◆ Page extract:
━━━━━━━━━━━━━━━━
Note that when using the RMSprop method, we reduced the learning rate from \(0.1\) to \(0.01\). Different methods may be more or less sensitive to choices of initial learning rate. Feel free to revisit previous examples, and experiment with different learning rates, or initial parameters to gain insight into the sensitivity of different methods.

Accelerated gradient descent to achieve numerical accuracy:

One issue with gradient descent is that they are slow when it comes to converging to machine precision. As optimization nears an optimum, the gradient goes to zero, which means that each successive step is smaller and smaller, and convergence slows down. This is not really a problem in machine learning, where convergence to many digits is not needed, but it is an issue in chemistry.

The standard method used to converge quantum chemical calculations is an accelerated form of gradient descent alternatively called Direct Inversion of the Iterative Subspace (DIIS) or Pulay mixing (for its inventor Peter Pulay). DIIS extrapolates from the error on past function evaluation to where the error is zero using a subspace approach. It is closely related to other subpsace and Krylov methods, such as GMRES.

DIIS works best once we are pretty close to our solution. In this case, we start from a significantly better initial guess, and try to achieve a tolerance of \(\texttt{1e-10}\) with just standard gradient descent.

init={'a':0.18,'b':0.8,'c':-0.1,'d':-0.4}
lr=0.1

no_diis_result=tq.minimize(objective=O1,
                           lr=lr,
                           method='sgd',
                           tol=1e-10,
                           maxiter=80,
                           initial_values=init,
                           silent=True)
1
Initialize variables: \(a = 0.18\), \(b = 0.8\), \(c = -0.1\), \(d = -0.4\)
━━━━━━━━━━━━━━━━
◆ Required actions:
1) For each statement, say whether it agrees with the excerpt on gradient descent. Answer yes or no, and quote the words from the excerpt that decide it. (a) Slow convergence to many digits is a serious problem in machine learning. (b) DIIS is also known as Pulay mixing. (c) DIIS works best when the starting point is far from the solution.
2) Copy the entries verbatim, from the line containing "Please examine the photo and determine if any blurred" through the last line of the entries, including both of those lines.
The excerpt on gradient descent and the entries that follow have no connection to each other.

◆ Provided data:
━━━━━━━━━━━━━━━━
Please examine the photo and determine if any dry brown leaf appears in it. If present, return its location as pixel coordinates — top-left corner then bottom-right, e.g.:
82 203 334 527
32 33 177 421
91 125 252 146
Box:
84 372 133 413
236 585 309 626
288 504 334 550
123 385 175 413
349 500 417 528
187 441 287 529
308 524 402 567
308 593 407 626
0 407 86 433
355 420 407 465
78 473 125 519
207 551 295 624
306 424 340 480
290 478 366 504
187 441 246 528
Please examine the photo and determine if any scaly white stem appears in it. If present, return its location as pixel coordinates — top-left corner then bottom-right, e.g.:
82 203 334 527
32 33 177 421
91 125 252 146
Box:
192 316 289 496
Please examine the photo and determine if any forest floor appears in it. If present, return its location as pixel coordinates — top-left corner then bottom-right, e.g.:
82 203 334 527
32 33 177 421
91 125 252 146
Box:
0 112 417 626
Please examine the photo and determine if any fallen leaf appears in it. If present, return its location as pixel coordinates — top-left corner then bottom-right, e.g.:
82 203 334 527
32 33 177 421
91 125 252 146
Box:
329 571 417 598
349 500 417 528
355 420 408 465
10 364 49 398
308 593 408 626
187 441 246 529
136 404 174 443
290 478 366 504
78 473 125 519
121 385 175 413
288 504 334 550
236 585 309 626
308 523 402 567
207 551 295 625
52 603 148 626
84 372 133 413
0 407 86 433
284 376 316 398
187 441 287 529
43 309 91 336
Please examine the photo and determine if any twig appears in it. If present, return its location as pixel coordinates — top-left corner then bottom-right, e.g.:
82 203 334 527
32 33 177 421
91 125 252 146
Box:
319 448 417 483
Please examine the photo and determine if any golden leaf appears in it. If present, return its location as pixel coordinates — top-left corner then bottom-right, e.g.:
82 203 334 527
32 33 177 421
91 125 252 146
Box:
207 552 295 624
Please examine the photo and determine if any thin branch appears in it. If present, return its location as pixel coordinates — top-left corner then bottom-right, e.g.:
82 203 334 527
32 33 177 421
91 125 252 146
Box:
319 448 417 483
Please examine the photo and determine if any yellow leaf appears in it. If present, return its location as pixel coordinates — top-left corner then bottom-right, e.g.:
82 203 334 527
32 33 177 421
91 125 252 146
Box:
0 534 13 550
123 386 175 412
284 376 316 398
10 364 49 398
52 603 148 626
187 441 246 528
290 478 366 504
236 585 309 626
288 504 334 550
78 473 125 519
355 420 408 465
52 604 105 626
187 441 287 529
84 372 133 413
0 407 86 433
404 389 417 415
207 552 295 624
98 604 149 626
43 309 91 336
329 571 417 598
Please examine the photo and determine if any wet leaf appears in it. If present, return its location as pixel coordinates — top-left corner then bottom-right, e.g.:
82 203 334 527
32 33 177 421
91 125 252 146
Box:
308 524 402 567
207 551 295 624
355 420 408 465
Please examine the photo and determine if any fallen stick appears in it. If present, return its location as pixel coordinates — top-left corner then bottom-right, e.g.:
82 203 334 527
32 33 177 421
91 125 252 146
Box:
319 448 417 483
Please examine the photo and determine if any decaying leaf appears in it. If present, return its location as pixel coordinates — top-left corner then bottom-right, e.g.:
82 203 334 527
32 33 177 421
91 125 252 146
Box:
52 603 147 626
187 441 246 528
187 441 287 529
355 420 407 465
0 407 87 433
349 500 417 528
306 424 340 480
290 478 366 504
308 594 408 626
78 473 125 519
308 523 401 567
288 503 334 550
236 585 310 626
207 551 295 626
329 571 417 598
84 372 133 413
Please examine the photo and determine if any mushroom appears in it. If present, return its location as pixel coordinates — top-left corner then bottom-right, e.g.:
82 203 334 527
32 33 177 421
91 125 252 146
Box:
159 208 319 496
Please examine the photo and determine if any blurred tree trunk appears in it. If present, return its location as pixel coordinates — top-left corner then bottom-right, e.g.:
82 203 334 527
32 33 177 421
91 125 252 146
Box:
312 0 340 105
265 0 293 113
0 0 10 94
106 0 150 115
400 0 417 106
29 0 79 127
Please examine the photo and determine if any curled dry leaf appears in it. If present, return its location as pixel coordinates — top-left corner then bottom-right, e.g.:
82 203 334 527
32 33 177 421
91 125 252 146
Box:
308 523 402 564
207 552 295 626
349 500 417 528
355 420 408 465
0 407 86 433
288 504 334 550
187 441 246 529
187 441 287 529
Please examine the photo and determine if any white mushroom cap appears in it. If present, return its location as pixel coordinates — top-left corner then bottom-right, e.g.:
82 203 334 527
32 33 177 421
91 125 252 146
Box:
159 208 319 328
━━━━━━━━━━━━━━━━
◆ Answer set:
1)
(a) No. "This is not really a problem in machine learning, where convergence to many digits is not needed"
(b) Yes. "alternatively called Direct Inversion of the Iterative Subspace (DIIS) or Pulay mixing"
(c) No. "DIIS works best once we are pretty close to our solution."

2)
Please examine the photo and determine if any blurred tree trunk appears in it. If present, return its location as pixel coordinates — top-left corner then bottom-right, e.g.:
82 203 334 527
32 33 177 421
91 125 252 146
Box:
312 0 340 105
265 0 293 113
0 0 10 94
106 0 150 115
400 0 417 106
29 0 79 127
Please examine the photo and determine if any curled dry leaf appears in it. If present, return its location as pixel coordinates — top-left corner then bottom-right, e.g.:
82 203 334 527
32 33 177 421
91 125 252 146
Box:
308 523 402 564
207 552 295 626
349 500 417 528
355 420 408 465
0 407 86 433
288 504 334 550
187 441 246 529
187 441 287 529
Please examine the photo and determine if any white mushroom cap appears in it. If present, return its location as pixel coordinates — top-left corner then bottom-right, e.g.:
82 203 334 527
32 33 177 421
91 125 252 146
Box:
159 208 319 328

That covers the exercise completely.